■ WORK TASK ■
Omit the pictures from the listing below and print every remaining entry verbatim.
..............................
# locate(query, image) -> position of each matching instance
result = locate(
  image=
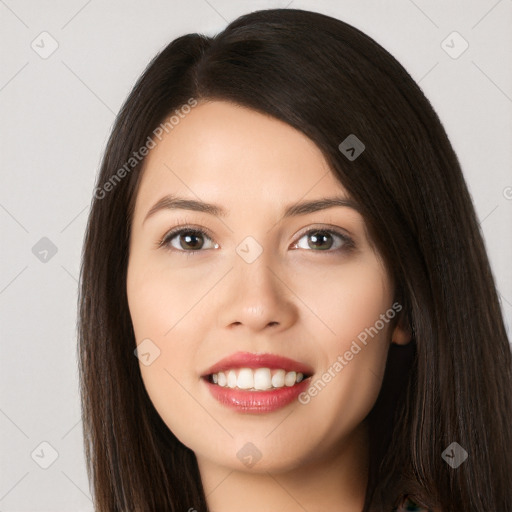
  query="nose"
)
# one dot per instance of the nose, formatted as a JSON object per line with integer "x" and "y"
{"x": 256, "y": 296}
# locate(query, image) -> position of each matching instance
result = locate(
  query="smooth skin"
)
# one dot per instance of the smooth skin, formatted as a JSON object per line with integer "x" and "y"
{"x": 304, "y": 300}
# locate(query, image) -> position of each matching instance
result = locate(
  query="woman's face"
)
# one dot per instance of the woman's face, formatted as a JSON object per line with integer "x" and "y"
{"x": 307, "y": 286}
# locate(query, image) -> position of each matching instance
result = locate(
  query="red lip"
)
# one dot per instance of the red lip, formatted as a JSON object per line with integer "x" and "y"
{"x": 256, "y": 402}
{"x": 249, "y": 360}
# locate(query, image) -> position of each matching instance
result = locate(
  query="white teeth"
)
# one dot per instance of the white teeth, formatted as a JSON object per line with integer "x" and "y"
{"x": 278, "y": 379}
{"x": 290, "y": 378}
{"x": 231, "y": 379}
{"x": 258, "y": 379}
{"x": 262, "y": 379}
{"x": 245, "y": 379}
{"x": 222, "y": 379}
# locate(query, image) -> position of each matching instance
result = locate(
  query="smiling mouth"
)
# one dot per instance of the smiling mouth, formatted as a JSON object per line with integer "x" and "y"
{"x": 257, "y": 379}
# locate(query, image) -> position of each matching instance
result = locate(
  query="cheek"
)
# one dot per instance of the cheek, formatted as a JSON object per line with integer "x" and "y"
{"x": 354, "y": 346}
{"x": 162, "y": 327}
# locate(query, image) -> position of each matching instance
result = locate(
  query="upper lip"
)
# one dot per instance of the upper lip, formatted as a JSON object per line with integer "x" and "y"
{"x": 265, "y": 360}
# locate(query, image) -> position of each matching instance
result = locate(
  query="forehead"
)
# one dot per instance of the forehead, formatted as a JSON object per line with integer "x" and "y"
{"x": 226, "y": 153}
..............................
■ ANSWER SECTION ■
# locate(query, image) -> position of each matching instance
result = locate(
  image=
  query="nose"
)
# one dot per instance of the nose, formatted as a JSON object per line with integer "x" and "y"
{"x": 256, "y": 296}
# locate(query, image) -> position of each matching instance
result = locate(
  query="smooth skin"
)
# one dot per instance of the smooth skin, formatted as a JSON object per line with integer "x" and "y"
{"x": 304, "y": 300}
# locate(query, image) -> position of each matching instance
result = locate(
  query="woman's face"
)
# one dot per instance of the woman's face, formatted as a JSON object per line with integer "x" and "y"
{"x": 307, "y": 286}
# locate(query, image) -> position of each matching instance
result = locate(
  query="red lip"
)
# one dot per instance of the red lip, formatted as a JSON object per line with integer "x" and "y"
{"x": 256, "y": 402}
{"x": 249, "y": 360}
# locate(query, image) -> position of each matching instance
result = locate(
  query="white teeth"
)
# one dot per instance of the white teeth, formatted as a JSON object per line with integer "x" and "y"
{"x": 278, "y": 379}
{"x": 290, "y": 378}
{"x": 231, "y": 379}
{"x": 258, "y": 379}
{"x": 262, "y": 379}
{"x": 245, "y": 379}
{"x": 222, "y": 379}
# locate(query, image) -> position of each matching instance
result = locate(
  query="smiling mouth"
)
# one dot per instance of the smiling mouth, formatted as a JSON object per line with integer "x" and "y"
{"x": 257, "y": 379}
# locate(query, image) -> position of each matching instance
result = locate(
  query="cheek"
)
# one dot per instance of the cheek, formatted as a JSON object per line with integer "x" and "y"
{"x": 354, "y": 346}
{"x": 162, "y": 327}
# locate(query, image) -> position of each matching instance
result = locate(
  query="upper lip"
)
# one dot per instance of the upper lip, formatted as a JSON object per line with integer "x" and "y"
{"x": 265, "y": 360}
# locate(query, image) -> position of each matching instance
result = locate(
  query="forehead"
)
# one dot per instance of the forehead, formatted as a JSON object per line with integer "x" and "y"
{"x": 226, "y": 153}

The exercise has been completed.